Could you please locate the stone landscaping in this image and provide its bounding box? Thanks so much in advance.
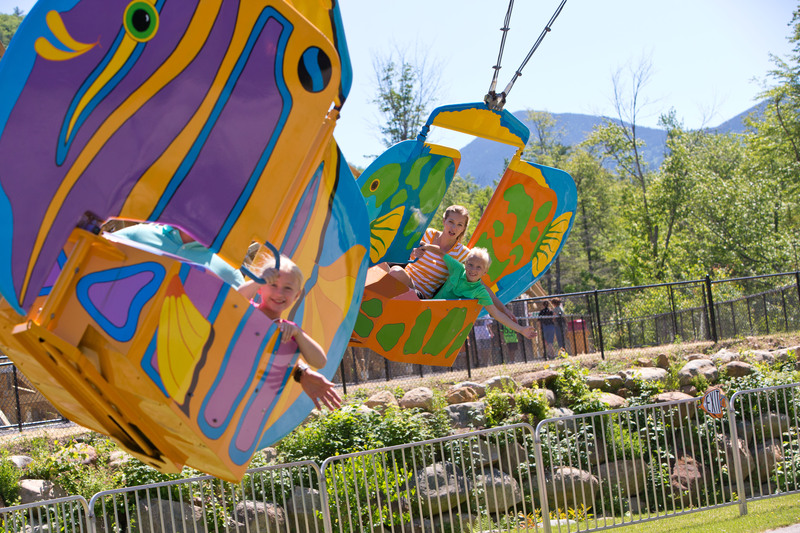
[6,340,798,531]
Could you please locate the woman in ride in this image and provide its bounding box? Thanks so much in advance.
[389,205,469,299]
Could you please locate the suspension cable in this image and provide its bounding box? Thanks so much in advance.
[489,0,514,94]
[483,0,567,111]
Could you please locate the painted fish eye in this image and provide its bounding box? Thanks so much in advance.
[123,0,158,43]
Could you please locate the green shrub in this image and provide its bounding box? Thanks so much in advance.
[0,450,21,506]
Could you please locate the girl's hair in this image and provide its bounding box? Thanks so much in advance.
[464,248,492,270]
[249,246,305,289]
[442,205,469,242]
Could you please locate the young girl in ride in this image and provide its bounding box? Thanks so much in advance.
[389,205,516,320]
[427,245,536,339]
[389,205,469,299]
[238,249,342,410]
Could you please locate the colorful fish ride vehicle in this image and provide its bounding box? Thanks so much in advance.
[350,103,577,366]
[0,0,369,480]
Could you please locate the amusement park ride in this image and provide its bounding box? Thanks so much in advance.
[0,0,577,480]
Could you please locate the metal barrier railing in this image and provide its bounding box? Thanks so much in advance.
[0,496,93,533]
[321,424,540,533]
[89,461,323,533]
[536,398,736,532]
[7,384,800,533]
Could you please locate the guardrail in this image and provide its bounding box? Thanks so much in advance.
[0,384,800,533]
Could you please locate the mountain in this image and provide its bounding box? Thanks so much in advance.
[458,102,766,187]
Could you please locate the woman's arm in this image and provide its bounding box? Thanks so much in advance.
[486,305,536,339]
[278,320,328,368]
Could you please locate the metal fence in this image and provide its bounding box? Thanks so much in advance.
[12,384,800,533]
[0,272,800,438]
[334,272,800,392]
[0,496,93,533]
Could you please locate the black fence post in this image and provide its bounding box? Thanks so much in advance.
[594,289,606,361]
[11,365,22,433]
[706,274,719,343]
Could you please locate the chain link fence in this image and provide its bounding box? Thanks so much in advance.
[0,272,800,438]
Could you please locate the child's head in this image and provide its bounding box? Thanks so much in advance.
[252,248,304,320]
[443,205,469,242]
[464,248,492,282]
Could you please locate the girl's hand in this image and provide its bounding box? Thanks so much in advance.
[277,319,300,340]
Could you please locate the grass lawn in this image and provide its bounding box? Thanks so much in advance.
[596,494,800,533]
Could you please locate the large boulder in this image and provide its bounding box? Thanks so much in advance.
[619,367,669,390]
[398,387,433,411]
[597,458,648,496]
[412,462,472,516]
[720,361,756,378]
[136,498,209,533]
[444,385,479,405]
[452,381,486,398]
[288,487,325,532]
[751,439,783,483]
[669,456,705,506]
[516,369,558,388]
[473,468,522,513]
[483,376,520,392]
[364,391,400,413]
[233,500,286,531]
[586,374,625,392]
[678,359,719,385]
[19,479,67,505]
[545,466,600,509]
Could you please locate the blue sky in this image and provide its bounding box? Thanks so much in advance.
[0,0,797,165]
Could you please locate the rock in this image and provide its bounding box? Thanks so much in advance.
[586,374,624,392]
[445,402,486,428]
[533,389,556,407]
[364,391,400,413]
[53,442,97,465]
[597,458,648,496]
[8,455,33,470]
[669,456,704,506]
[721,361,756,378]
[137,498,208,533]
[545,466,600,509]
[751,439,783,483]
[19,479,67,505]
[411,462,472,516]
[653,391,697,425]
[473,468,522,513]
[597,392,628,409]
[452,381,486,398]
[772,346,800,363]
[234,500,286,531]
[750,350,775,363]
[288,487,325,532]
[711,348,742,364]
[550,407,575,418]
[399,387,433,412]
[678,359,719,385]
[619,367,668,390]
[108,450,133,470]
[516,369,558,388]
[445,385,478,405]
[483,376,519,392]
[259,446,278,464]
[717,435,756,479]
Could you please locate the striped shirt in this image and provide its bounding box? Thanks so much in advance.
[406,228,469,298]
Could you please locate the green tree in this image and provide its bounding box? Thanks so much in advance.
[373,51,439,147]
[0,7,25,46]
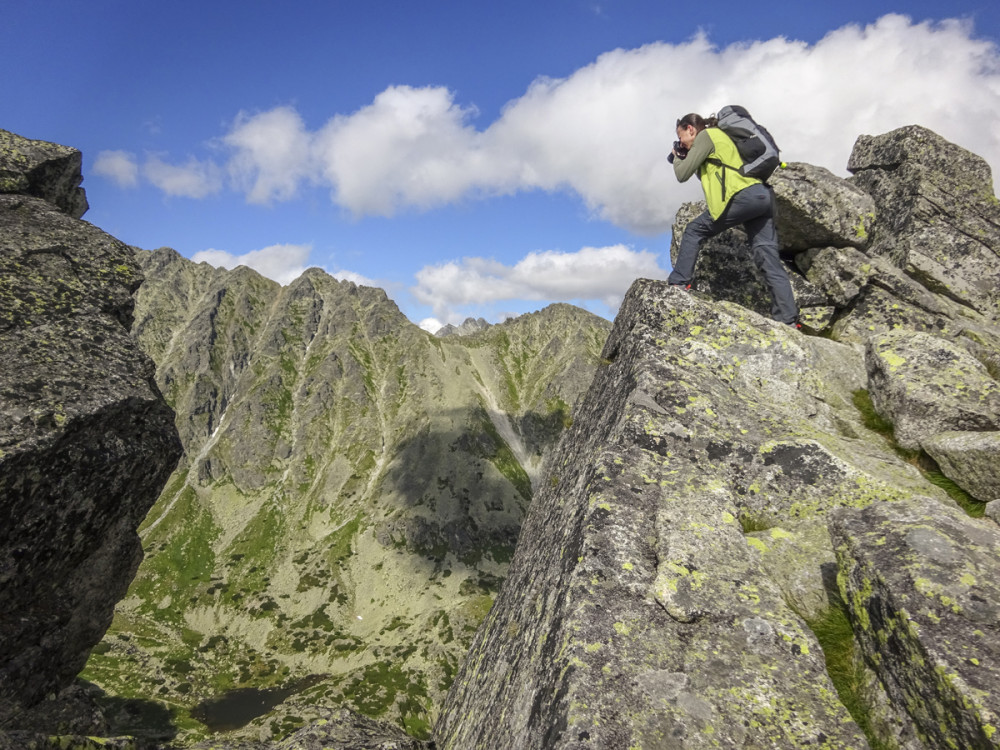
+ + +
Task details: Copy out the entries above, starting at the very first line and ending at the line that contains "[0,0,369,480]", with both of those lines included. Keep the wording of the entries unchanged, shift every bounding box coordinate in the answers up by 8, and leave the pictures out.

Solution to the exercise:
Could you please locate the stone landscaping in this image and provide its bounding box? Thanks so much in advance.
[14,348,806,539]
Could you please locate the woman in ride in this image and provide its bounding box? Thanks so much in advance.
[397,213,477,307]
Could you please locate the suspension cable in this image and provide its bounding box? Thanks so much in advance.
[497,8,522,102]
[491,8,575,119]
Could you please locate the painted fish eye in this image and provide its bounding box? Thanks so much in advance.
[131,8,166,51]
Could you please locate the green shrub in this image and provide its bounding box? Thanks so much in advance.
[8,458,29,514]
Could you please locate the girl's hair in this image and provide its bounding box? Thanks so much in advance.
[472,256,500,278]
[257,254,313,297]
[450,213,477,250]
Could you please locate the young girl in ride in this image and provide its bounding box? Thanks so much in advance.
[397,213,524,328]
[435,253,544,347]
[397,213,477,307]
[246,257,350,418]
Could you please locate the colorful fish ride vehicle in this image and provide its bounding box? Thanks so much in advance.
[358,111,585,374]
[8,8,377,488]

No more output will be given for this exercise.